Exercise brief: Lay out the stretch from the line that contains "Task description: given an image, find every occurrence of older" through the line that contains "[469,248,577,277]" as a JSON list of strings, one string per line, with blank lines left out.

— START OF Information shown —

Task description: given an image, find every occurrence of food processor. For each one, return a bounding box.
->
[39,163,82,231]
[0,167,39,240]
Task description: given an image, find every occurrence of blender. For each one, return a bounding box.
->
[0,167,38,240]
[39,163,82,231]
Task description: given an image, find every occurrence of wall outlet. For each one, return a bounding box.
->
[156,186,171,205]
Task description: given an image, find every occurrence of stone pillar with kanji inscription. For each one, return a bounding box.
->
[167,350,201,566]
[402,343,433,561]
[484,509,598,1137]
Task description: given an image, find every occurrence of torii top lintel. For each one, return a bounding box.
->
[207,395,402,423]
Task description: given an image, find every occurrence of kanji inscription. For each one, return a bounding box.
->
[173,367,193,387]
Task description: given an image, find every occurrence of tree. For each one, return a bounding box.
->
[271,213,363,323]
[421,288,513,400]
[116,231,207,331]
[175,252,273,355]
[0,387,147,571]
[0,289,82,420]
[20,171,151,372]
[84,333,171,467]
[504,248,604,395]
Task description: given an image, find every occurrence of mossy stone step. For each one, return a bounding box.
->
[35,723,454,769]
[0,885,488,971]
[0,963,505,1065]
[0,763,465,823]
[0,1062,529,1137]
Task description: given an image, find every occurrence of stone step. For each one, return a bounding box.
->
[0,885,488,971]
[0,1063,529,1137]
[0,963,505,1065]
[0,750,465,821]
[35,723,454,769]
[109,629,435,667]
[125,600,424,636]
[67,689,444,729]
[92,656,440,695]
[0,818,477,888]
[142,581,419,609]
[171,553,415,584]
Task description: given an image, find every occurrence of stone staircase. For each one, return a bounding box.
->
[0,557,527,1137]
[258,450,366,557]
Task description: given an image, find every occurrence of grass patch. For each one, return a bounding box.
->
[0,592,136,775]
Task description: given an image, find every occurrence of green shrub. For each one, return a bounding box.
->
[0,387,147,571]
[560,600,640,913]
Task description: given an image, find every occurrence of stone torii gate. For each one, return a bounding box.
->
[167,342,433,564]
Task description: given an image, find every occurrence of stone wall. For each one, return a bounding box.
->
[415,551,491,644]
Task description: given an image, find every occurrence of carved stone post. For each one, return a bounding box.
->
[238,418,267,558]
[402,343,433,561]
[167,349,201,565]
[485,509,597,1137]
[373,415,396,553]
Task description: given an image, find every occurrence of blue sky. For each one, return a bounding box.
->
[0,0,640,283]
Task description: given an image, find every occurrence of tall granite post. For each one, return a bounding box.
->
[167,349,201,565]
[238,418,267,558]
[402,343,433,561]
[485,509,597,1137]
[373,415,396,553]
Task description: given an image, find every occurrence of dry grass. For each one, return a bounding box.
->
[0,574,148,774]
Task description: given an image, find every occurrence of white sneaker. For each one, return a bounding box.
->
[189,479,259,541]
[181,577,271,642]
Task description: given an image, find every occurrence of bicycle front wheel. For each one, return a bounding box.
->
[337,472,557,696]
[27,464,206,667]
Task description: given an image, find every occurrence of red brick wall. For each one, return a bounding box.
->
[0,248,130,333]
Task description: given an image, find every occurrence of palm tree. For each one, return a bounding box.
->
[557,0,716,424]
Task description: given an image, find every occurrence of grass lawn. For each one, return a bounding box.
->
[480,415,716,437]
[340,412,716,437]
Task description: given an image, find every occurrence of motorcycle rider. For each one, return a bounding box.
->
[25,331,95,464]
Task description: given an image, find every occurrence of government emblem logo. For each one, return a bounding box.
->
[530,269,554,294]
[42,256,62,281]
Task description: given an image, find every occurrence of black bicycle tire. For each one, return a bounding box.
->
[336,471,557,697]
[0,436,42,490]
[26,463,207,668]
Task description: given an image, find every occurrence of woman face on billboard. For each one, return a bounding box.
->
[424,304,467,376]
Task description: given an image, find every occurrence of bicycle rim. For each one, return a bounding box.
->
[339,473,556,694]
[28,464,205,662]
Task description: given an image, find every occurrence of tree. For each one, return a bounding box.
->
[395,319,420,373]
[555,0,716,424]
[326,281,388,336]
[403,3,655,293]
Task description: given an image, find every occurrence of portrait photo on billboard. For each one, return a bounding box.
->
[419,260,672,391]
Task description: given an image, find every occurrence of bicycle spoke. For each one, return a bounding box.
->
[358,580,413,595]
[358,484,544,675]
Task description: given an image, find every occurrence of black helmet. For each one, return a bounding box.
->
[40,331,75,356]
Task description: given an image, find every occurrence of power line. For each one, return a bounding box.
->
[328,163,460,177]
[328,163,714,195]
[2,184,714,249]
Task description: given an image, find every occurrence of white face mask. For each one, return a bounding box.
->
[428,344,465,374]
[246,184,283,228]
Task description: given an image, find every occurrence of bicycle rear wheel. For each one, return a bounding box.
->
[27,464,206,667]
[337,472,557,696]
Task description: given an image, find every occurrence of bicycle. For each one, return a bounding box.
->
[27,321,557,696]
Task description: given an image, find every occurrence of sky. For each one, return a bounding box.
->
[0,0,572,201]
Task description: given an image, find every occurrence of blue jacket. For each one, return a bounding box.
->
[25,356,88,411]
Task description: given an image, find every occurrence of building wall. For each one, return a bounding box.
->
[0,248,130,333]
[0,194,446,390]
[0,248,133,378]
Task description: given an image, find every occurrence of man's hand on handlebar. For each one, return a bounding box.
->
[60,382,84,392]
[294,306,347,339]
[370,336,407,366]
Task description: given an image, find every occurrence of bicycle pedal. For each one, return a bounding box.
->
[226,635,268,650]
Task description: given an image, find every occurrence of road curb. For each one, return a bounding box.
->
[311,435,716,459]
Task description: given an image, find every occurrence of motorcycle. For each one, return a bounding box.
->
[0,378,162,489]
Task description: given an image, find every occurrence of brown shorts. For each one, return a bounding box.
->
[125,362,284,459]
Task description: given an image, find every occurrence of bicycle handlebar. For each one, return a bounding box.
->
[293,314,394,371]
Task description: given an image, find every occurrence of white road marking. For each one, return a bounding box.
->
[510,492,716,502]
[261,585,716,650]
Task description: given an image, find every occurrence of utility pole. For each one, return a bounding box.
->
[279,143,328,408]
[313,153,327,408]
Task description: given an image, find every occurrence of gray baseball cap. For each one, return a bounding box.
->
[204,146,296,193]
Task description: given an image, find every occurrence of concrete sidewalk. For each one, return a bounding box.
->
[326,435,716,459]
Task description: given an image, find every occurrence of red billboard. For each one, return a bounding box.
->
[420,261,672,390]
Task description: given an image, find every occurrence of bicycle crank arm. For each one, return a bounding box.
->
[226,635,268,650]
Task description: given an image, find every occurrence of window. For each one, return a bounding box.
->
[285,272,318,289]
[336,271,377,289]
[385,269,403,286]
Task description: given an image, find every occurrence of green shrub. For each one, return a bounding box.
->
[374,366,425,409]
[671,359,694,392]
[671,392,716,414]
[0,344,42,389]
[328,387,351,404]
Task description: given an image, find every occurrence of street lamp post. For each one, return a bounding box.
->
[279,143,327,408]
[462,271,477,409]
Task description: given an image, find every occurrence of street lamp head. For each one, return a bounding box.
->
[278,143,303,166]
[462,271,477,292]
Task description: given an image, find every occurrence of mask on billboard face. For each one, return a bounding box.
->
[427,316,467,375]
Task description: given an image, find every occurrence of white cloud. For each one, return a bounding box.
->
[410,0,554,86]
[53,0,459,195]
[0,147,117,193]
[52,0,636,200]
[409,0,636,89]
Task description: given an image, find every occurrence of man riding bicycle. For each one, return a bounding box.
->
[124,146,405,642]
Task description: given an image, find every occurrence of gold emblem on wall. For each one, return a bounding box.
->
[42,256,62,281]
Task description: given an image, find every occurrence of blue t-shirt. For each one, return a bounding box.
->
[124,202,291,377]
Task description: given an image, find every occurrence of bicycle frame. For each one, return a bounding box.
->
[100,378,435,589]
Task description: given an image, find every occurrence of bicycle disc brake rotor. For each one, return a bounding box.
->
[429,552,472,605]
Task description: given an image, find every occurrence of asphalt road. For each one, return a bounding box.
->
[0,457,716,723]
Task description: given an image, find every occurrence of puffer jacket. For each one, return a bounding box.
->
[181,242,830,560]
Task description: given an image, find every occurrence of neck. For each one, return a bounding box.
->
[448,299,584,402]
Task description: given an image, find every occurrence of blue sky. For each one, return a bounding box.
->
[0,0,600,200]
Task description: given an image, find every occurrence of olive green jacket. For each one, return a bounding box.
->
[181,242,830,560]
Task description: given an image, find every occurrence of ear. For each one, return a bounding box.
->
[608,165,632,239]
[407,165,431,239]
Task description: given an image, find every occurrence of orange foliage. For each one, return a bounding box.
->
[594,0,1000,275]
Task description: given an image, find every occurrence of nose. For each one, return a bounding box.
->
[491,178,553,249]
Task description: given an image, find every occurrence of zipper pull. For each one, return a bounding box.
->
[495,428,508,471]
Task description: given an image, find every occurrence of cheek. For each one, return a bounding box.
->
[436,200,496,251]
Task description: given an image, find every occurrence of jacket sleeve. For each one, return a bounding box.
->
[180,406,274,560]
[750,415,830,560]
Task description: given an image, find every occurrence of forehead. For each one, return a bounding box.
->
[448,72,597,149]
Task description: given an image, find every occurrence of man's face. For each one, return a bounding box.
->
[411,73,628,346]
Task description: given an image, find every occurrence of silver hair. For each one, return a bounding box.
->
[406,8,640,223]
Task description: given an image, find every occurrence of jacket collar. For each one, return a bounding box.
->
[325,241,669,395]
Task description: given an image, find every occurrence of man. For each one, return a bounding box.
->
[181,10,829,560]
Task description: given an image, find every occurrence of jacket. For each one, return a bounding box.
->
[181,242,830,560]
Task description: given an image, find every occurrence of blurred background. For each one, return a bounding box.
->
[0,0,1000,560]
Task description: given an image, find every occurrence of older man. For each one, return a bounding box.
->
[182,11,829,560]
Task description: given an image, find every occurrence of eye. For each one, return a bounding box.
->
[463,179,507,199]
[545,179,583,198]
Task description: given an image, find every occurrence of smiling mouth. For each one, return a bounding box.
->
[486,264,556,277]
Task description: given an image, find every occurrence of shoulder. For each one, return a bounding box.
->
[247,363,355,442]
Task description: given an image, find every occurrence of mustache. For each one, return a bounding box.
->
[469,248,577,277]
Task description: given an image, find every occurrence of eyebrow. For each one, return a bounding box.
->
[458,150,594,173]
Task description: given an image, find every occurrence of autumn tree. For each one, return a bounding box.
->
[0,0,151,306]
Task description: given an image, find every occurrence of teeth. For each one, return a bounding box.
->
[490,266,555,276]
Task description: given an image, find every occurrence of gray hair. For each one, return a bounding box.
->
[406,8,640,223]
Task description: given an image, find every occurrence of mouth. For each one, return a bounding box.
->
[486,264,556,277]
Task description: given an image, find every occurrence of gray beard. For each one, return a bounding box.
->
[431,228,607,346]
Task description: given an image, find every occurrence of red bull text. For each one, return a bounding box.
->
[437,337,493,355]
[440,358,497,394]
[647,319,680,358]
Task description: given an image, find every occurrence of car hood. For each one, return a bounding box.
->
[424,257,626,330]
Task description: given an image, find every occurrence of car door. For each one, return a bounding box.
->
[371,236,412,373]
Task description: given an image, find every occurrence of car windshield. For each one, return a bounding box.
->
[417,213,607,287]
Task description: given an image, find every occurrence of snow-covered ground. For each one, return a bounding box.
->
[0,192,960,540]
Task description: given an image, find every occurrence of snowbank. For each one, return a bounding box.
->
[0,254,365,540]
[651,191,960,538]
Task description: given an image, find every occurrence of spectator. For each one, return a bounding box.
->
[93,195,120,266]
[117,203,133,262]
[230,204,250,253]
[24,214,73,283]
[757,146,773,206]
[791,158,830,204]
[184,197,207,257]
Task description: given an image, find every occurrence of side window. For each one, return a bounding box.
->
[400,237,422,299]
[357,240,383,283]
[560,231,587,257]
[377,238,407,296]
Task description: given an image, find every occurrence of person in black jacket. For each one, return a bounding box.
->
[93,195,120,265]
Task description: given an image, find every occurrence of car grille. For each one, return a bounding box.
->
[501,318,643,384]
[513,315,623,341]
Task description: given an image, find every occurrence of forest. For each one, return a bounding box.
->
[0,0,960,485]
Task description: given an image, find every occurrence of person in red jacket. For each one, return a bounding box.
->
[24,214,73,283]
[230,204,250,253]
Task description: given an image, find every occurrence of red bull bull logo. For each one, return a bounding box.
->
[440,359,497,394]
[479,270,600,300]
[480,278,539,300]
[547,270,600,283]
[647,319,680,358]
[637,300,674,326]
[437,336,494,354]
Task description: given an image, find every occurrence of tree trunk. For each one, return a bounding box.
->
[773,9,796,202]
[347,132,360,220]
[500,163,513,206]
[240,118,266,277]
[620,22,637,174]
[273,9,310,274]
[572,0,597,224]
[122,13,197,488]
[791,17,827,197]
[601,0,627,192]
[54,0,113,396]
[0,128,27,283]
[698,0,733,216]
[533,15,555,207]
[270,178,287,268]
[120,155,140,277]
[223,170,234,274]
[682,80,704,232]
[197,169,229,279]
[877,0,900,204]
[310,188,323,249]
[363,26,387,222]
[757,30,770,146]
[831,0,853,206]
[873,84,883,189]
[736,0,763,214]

— END OF Information shown —

Solution to the problem:
[
  "Task description: given an image, find every occurrence of older man. For each one, return a bounding box.",
  "->",
  "[182,11,829,560]",
  "Task description: given an image, find every occurrence of eye. For each one, return a bounding box.",
  "->",
  "[463,179,507,199]",
  "[545,179,583,198]",
  "Task description: given an image, find every occurrence of smiling mouth. For each one, return a bounding box.",
  "->",
  "[486,264,556,277]",
  "Task description: given an image, find every occurrence of shoulder. For each one, return a bounding box.",
  "->",
  "[247,363,355,442]",
  "Task description: given an image, find every occurrence of mustache. For each one, return a bounding box.",
  "->",
  "[469,248,577,277]"
]